Study questions ::
a) Translate this sentence from the student loan passage into Spanish: "Remember the servicer represents the creditor and not you."
b) Using the student loan passage, answer these questions:
(i) Up to how many different income driven plans are there?
(ii) Whom does the servicer represent?
(iii) Whom should readers reach out to in order to learn what they need to know?
c) Carry the student loan passage forward from its last sentence.

(Beginning of Provided text)

For many who are faced with this dilemma, there can be easy solutions.  First, there are up to eight different income driven plans which for someone on social security, may result in a zero payment to close to it.  The key is making sure you pick the correct plan, and ignore a servicer who tells you that your loans are ineligible for IDR.  There is always a way.  Remember the servicer represents the creditor and not you.  You are not their customer.  Their legal position in pending lawsuits is they don’t have to explain all of your options.  Reach out to a qualified student loan attorney to learn what you need to know.

(End of Provided text)
(Beginning of Data extracts)

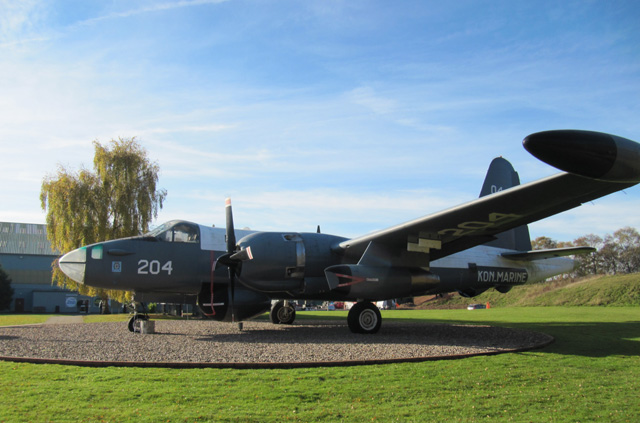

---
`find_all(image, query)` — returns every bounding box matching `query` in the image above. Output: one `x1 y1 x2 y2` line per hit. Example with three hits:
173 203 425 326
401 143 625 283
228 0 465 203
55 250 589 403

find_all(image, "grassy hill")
415 273 640 309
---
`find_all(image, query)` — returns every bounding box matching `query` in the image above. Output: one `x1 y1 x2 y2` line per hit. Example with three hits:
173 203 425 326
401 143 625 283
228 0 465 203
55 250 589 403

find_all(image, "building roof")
0 222 59 256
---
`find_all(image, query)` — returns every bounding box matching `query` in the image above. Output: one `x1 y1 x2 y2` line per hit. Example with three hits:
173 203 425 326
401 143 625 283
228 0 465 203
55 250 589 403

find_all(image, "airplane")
59 130 640 333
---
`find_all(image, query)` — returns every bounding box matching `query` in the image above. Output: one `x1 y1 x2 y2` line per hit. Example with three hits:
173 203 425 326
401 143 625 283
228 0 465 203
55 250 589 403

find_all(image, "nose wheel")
347 301 382 333
127 301 149 333
269 301 296 325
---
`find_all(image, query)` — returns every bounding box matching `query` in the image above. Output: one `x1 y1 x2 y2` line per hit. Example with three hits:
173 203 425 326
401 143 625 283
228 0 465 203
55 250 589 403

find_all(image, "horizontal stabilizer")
501 247 596 261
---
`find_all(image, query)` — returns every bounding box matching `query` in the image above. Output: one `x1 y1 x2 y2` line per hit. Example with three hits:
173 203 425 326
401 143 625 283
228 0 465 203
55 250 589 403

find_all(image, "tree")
40 138 167 302
0 266 13 310
573 234 603 276
613 226 640 273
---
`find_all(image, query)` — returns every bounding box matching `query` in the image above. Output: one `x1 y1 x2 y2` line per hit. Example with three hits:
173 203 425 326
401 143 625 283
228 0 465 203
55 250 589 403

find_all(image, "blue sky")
0 0 640 241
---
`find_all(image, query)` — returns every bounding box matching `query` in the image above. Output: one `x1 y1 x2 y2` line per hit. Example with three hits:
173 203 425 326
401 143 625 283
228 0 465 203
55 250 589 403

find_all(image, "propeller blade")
224 198 237 322
225 198 236 253
229 247 253 264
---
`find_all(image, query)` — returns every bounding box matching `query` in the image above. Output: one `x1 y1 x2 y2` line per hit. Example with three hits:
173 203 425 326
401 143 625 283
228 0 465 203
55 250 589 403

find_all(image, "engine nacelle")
237 232 345 294
523 130 640 183
198 283 271 322
325 264 440 301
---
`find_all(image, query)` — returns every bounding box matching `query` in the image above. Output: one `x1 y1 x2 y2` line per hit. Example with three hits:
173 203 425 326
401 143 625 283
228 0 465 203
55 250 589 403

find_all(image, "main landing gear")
269 301 296 325
347 301 382 333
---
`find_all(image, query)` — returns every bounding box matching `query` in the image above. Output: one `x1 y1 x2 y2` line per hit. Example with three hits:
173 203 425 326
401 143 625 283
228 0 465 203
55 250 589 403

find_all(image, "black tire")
128 315 149 332
269 301 296 325
347 301 382 333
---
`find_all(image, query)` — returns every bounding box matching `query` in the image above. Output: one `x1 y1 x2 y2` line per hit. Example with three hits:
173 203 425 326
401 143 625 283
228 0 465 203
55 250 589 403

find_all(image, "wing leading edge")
339 131 640 266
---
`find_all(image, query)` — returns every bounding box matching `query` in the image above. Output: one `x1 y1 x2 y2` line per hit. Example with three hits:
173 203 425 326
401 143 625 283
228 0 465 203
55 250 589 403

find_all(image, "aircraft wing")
339 131 640 265
500 247 597 261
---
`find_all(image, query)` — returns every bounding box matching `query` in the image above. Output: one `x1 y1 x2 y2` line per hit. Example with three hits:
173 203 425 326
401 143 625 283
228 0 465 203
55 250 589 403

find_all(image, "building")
0 222 100 313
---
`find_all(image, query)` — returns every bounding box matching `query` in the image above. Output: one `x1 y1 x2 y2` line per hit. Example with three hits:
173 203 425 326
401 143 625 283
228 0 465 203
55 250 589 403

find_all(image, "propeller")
218 198 253 322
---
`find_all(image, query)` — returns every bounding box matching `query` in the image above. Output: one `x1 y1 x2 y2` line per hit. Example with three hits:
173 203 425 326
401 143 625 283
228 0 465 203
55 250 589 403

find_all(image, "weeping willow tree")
40 138 167 302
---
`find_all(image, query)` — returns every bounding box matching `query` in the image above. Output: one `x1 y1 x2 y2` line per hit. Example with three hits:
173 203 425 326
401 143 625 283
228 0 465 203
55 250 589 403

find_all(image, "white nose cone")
58 247 87 284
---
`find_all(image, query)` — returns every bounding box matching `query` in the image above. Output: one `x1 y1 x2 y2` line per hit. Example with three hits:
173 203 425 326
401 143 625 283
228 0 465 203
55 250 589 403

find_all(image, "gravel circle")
0 320 553 368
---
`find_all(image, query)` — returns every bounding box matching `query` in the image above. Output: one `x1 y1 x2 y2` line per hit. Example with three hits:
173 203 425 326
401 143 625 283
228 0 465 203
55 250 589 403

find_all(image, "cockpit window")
173 223 198 242
145 221 200 242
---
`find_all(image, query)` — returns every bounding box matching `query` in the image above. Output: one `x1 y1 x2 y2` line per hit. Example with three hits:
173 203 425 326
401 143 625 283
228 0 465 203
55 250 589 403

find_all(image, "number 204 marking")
138 260 173 275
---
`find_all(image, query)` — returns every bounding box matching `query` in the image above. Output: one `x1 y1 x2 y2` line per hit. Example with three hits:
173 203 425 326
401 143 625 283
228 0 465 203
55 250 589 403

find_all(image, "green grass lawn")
0 314 53 326
0 307 640 422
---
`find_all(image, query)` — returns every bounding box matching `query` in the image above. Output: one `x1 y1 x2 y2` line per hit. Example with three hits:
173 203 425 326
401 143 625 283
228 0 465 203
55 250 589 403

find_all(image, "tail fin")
480 157 531 251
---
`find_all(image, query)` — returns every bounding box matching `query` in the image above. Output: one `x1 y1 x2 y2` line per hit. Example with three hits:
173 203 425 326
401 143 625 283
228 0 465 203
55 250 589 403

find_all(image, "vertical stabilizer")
480 157 531 251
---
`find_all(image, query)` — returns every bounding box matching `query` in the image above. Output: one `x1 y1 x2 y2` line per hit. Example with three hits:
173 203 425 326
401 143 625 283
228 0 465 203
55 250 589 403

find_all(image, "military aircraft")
59 130 640 333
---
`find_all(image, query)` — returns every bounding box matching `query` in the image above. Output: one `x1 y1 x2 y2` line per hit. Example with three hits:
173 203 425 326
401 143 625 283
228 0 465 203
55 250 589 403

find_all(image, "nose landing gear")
269 301 296 325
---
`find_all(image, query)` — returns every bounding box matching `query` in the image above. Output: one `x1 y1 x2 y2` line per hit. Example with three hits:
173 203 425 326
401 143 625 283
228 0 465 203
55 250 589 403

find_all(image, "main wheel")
128 314 149 332
347 301 382 333
269 301 296 325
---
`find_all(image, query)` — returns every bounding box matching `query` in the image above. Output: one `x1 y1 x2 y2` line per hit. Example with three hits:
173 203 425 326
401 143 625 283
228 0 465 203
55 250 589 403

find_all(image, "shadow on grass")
416 319 640 357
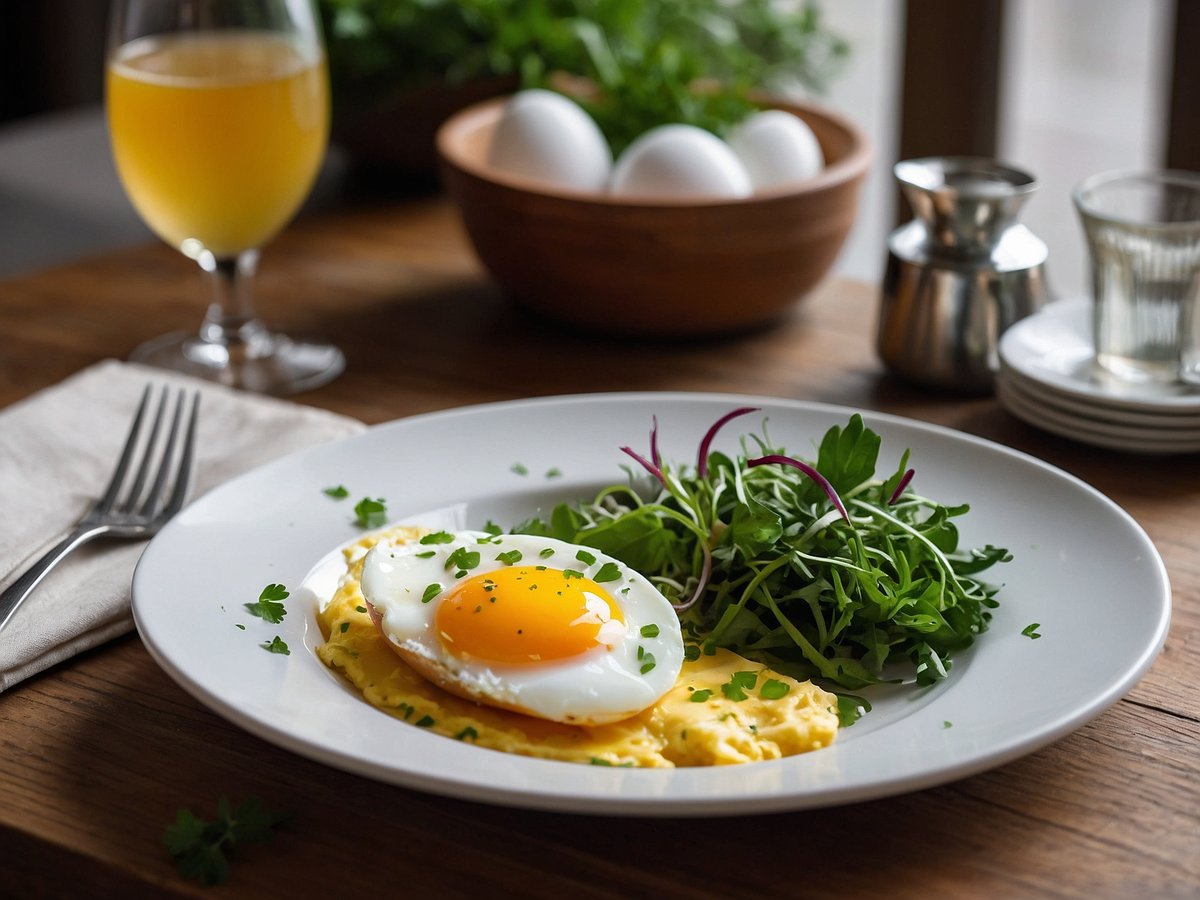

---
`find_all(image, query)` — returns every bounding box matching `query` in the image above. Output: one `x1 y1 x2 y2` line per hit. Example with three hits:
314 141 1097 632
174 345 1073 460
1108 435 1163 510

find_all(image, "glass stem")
199 250 272 361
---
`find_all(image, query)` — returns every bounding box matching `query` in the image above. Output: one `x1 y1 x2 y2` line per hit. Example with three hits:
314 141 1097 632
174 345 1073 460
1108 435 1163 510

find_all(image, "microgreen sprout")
512 407 1008 700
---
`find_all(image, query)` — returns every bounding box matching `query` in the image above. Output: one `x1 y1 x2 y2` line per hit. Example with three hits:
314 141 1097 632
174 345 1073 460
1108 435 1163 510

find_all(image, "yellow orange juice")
107 30 329 258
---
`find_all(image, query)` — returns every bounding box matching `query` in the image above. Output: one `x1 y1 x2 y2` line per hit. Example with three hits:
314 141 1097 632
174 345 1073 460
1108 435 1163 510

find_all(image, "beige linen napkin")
0 360 366 691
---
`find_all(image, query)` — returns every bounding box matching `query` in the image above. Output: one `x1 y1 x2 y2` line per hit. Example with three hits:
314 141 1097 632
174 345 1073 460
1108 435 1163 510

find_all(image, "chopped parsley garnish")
162 797 287 884
721 672 758 702
592 563 629 593
637 646 655 674
354 497 388 528
836 694 871 728
245 584 289 625
758 678 792 700
259 635 292 656
445 547 480 577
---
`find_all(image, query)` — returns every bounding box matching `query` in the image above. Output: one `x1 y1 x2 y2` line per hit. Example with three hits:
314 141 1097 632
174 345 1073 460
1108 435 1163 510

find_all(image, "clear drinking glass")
106 0 346 394
1073 170 1200 384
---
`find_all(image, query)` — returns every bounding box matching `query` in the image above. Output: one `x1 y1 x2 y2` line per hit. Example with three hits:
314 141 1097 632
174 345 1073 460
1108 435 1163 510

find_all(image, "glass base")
130 330 346 396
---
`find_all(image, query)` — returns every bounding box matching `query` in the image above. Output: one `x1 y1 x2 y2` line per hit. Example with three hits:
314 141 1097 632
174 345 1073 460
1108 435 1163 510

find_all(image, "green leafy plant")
514 408 1012 705
162 797 287 884
320 0 848 152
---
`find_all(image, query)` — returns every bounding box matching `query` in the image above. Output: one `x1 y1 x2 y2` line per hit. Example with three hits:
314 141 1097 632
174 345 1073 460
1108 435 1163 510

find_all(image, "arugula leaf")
514 415 1008 705
162 797 288 886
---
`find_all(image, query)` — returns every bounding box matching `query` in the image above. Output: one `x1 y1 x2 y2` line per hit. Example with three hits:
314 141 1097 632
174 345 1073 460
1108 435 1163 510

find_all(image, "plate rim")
997 296 1200 416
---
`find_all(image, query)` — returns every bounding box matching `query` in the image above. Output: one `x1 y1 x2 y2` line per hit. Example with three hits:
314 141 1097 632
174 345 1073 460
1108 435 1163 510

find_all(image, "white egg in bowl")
610 124 752 200
361 532 684 725
438 93 870 338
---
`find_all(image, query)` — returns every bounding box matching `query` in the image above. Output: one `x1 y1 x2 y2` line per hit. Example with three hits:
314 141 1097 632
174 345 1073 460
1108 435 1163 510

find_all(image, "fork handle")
0 526 108 631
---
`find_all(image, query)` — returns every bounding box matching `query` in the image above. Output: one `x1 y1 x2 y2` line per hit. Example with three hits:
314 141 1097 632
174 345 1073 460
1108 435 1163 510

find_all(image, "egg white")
361 532 683 725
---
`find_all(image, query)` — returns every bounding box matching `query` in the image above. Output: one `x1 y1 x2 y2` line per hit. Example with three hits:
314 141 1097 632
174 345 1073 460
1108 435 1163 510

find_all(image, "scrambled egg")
317 528 838 767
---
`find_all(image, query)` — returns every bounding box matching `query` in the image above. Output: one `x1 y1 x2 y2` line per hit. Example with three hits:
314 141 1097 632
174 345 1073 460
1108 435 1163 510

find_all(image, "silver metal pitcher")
877 156 1046 391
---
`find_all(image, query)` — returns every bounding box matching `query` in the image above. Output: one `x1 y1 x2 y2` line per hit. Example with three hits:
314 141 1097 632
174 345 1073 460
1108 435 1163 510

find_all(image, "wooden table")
0 198 1200 898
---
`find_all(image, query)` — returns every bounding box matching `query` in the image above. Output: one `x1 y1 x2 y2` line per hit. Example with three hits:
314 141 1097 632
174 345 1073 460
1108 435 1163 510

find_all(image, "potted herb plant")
319 0 847 174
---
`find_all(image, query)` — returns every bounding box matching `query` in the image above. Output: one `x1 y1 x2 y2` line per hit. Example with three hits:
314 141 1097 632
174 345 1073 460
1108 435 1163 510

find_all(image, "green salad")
514 408 1012 719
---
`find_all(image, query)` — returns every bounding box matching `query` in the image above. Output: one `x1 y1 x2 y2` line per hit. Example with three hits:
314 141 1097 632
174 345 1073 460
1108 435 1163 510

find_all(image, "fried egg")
361 532 684 725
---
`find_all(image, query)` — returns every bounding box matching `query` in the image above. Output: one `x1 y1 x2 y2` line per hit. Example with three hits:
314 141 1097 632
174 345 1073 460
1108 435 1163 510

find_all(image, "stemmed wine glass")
106 0 346 394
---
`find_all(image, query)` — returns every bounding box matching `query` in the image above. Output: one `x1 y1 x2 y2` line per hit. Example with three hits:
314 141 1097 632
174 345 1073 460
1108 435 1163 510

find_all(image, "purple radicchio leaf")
746 454 850 523
888 469 917 506
620 446 667 487
696 407 760 478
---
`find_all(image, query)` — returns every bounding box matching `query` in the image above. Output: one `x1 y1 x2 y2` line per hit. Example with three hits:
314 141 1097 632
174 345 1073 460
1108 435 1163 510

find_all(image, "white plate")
1000 298 1200 416
133 394 1170 815
996 373 1200 455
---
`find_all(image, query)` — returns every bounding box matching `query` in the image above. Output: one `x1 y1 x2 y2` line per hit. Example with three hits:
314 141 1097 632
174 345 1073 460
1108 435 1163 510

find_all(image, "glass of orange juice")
106 0 346 395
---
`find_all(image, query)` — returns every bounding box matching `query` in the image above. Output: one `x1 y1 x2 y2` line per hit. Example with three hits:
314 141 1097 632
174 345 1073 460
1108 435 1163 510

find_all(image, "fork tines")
94 384 200 520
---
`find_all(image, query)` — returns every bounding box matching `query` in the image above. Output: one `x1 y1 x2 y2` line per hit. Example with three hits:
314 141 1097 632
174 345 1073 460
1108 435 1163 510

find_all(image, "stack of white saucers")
996 299 1200 454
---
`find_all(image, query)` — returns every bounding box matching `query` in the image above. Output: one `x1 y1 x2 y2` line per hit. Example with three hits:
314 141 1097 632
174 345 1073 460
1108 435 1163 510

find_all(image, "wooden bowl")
437 97 870 337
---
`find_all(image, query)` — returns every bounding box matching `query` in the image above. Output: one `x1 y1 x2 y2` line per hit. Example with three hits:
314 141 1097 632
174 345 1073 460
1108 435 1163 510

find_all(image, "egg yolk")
437 565 625 662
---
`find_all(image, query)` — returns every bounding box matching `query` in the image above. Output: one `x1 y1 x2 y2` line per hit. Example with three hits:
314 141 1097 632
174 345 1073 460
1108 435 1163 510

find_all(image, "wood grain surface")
0 198 1200 898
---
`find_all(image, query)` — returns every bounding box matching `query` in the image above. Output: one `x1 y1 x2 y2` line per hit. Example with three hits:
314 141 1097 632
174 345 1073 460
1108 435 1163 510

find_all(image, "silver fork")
0 385 200 630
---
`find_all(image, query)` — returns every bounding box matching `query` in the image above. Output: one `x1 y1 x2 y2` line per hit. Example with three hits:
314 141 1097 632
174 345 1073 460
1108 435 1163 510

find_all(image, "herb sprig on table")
514 409 1012 712
162 797 287 884
320 0 847 152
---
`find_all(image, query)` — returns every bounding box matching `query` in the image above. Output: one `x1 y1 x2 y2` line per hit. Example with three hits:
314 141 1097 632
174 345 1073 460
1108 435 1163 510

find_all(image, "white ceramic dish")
1000 298 1200 416
996 374 1200 455
133 394 1170 815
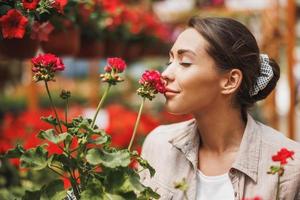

(End of Data extracts)

Answer section ::
a) Recuerde que el administrador representa al acreedor y no a usted.

b)
(i) Up to eight.
(ii) The creditor.
(iii) A qualified student loan attorney.

c)
Second, and perhaps even better, many people in this situation will qualify for a Total and Permanent Disability (“TPD”) Discharge for federal student loans.  Some are afraid of doing this feeling they still need to work part-time to pay their other bills.  No problem, the Department of Education allows some income from employment – up to the poverty guidelines for a family of two which in Florida for 2019 is $16,910.  I thought it was higher, but it’s still likely high enough for most.  Also, even if you are a family of one, they use a family of two.  Why I don’t know, but they do.  There is a three year monitoring period where you are required to annually certify that you have not exceeded that in employment earnings.  Note, this does not include income from passive investments.  And perhaps the best news of all, a TPD discharge is tax free through 2025 per certain budget laws passed in early 2018.